CHALLENGE 1: Put the lines of the rows below into a Markdown table, from the line containing "Place one keypoint on each instance of the basalt" through the last line of the rows, both included and blank lines left out. Use the columns Row and Line.
CHALLENGE 2: Write a continuation of the news report on Iraq's election, picking up after its last sentence.

Iraqis voted on Saturday for the first time since the defeat of Islamic State, with Prime Minister Haider al-Abadi, a rare ally of both the United States and Iran, trying to fend off powerful Shi’ite groups that would pull the country closer to Tehran.
Iraqis expressed pride at the prospect of voting for the fourth time since the fall of dictator Saddam Hussein, but also said they had scant hope that the election would stabilise a country beset by conflicts, economic hardship and corruption.
Turnout was 44.52 percent with 92 percent of the votes counted, the Independent High Electoral Commission said, significantly lower than in previous elections. Results are due to be officially announced on Monday.
There were tensions in the oil-rich province of Kirkuk where the governor demanded a manual recount and declared a curfew to prevent any ethnic or sectarian clashes between its Kurdish, Arab and Turkmen communities.
Two Kurdish parties clashed with assault rifles in the northern Iraqi city of Sulaimaniya amid accusations of ballot rigging, residents and officials said.
Voters will pass their verdict on Abadi, who has achieved the delicate task of maintaining relationships with both of Iraq’s main allies who are otherwise arch enemies: Iran and the United States.
Whoever wins the election will have to contend with the fallout from U.S. President Donald Trump’s decision to pull out of a nuclear deal with Iran, a move Iraqis fear could turn their country into a theatre of conflict between Washington and Tehran.
Abadi, who came to power four years ago after Islamic State seized a third of the country, received U.S. military support for Iraq’s army to defeat Islamic State even as he gave free rein to Iran to back Shi’ite militias fighting on the same side.
But now that the military campaign is over, he faces political threats from two main challengers: his predecessor Nuri al-Maliki, and the leader of the main Shi’ite paramilitary group, Hadi al-Amiri, both closer than he is to Iran which has wide sway in Iraq as the primary Shi’ite power in the region.

EXTRACTED INFORMATION:
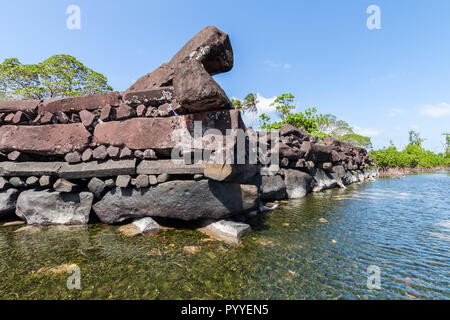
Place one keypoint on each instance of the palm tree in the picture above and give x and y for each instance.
(251, 103)
(238, 105)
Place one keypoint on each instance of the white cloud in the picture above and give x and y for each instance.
(435, 110)
(368, 132)
(396, 112)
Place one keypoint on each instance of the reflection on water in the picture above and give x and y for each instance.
(318, 247)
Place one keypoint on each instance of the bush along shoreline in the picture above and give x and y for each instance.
(412, 159)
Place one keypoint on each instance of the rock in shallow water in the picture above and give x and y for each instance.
(185, 200)
(298, 183)
(141, 227)
(228, 231)
(8, 201)
(54, 208)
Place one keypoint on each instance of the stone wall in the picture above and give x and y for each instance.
(108, 156)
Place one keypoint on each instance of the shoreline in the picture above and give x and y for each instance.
(399, 172)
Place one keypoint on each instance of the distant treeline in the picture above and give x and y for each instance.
(413, 155)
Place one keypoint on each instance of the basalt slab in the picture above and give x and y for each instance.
(28, 169)
(54, 208)
(19, 105)
(211, 46)
(110, 168)
(196, 90)
(76, 104)
(185, 200)
(153, 97)
(162, 134)
(56, 139)
(172, 167)
(8, 200)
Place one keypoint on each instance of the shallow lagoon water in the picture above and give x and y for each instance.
(319, 247)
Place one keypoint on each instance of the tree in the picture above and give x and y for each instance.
(446, 144)
(284, 105)
(238, 105)
(58, 76)
(311, 121)
(251, 103)
(414, 138)
(357, 140)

EXERCISE ANSWER 1:
| Row | Line |
|---|---|
| 1 | Place one keypoint on each instance of the basalt slab in the picture above and give x and y for each instance. |
| 2 | (28, 169) |
| 3 | (54, 208) |
| 4 | (19, 105) |
| 5 | (211, 46) |
| 6 | (110, 168) |
| 7 | (196, 90) |
| 8 | (76, 104) |
| 9 | (185, 200) |
| 10 | (153, 97) |
| 11 | (162, 134) |
| 12 | (56, 139) |
| 13 | (172, 167) |
| 14 | (8, 200) |
| 15 | Place one keypoint on each instance of the shallow lagoon water in the picture above and give x and y for each instance. |
| 16 | (319, 247) |
| 17 | Place one keypoint on each instance of the tree in the picture above and give x and y for each instance. |
| 18 | (446, 144) |
| 19 | (284, 105) |
| 20 | (238, 105) |
| 21 | (58, 76) |
| 22 | (311, 121) |
| 23 | (251, 103) |
| 24 | (414, 138) |
| 25 | (357, 140) |

EXERCISE ANSWER 2:
But the United States, which invaded Iraq in 2003 to topple Saddam, occupied it until 2011 and sent troops back to help fight Islamic State in 2014, also has deep influence.
Abadi is seen as the narrow frontrunner, but victory is far from certain. A British-educated engineer with no powerful political machine of his own when he took office, he solidified his standing with the victory over Islamic State.
Although he has failed so far to improve the limping economy, his supporters say he is best placed to keep more overtly sectarian political leaders in check.
“He’s non-sectarian and we like him,” said Um Laila in West Mosul, which suffered some of the heaviest damage during the war against Islamic State. “He liberated Mosul.”
Even if Abadi’s Victory Alliance wins the most seats, he still must negotiate a coalition government, which must be formed within 90 days of the election.
One of his principal rivals, Amiri, 63, spent more than two decades fighting Saddam from exile in Iran and leads the biggest group of volunteer forces that fought Islamic State. Victory for Amiri would be a clear win for Iran.
Opponents accuse Amiri’s Badr Organisation of abusing Sunni Muslims during sectarian conflicts, and of taking orders from Iran. They say he achieved little in the powerful post of transport minister from 2010-2014.
His supporters say he was pivotal in defeating Islamic State and would offer stronger leadership than Abadi.
“I voted for Amiri because he is clean leader. Without him Daesh (Islamic State) would have been here,” said Raid Sabah, 39, who is struggling to make a living as a taxi driver in the southern city of Basra. “Abadi didn’t do anything.”
Other Iraqis are disillusioned with war heroes and politicians who have failed to restore state institutions and provide badly needed health and education services.
“We need neither tanks nor jets. We need only the ballot paper through which we can rectify the political process which was aborted by those who governed Iraq,” said labourer Khalid al-Shami, 50, at a polling station in Baghdad.
Many of the poor have turned to Moqtada al-Sadr, a firebrand Shi’ite cleric who led a violent uprising against the U.S. occupation from 2003-2011 but has since remade himself as an opponent of the traditional religious parties, striking an unlikely alliance with the Communists and other secular groups.
“We had hoped that lives will change but Abadi and Maliki didn’t do anything for us. We live in poverty, have no jobs and state services,” said 36-year old Hussein Yousef, who praised Sadr as a protector of the downtrodden.
Maliki, who stepped aside in 2014 after Islamic State swept through a third of the country, is seeking a comeback, casting himself as a Shi’ite champion. Opponents say his sectarian policies during eight years in power created the atmosphere that enabled Islamic State to gain sympathy among Sunnis.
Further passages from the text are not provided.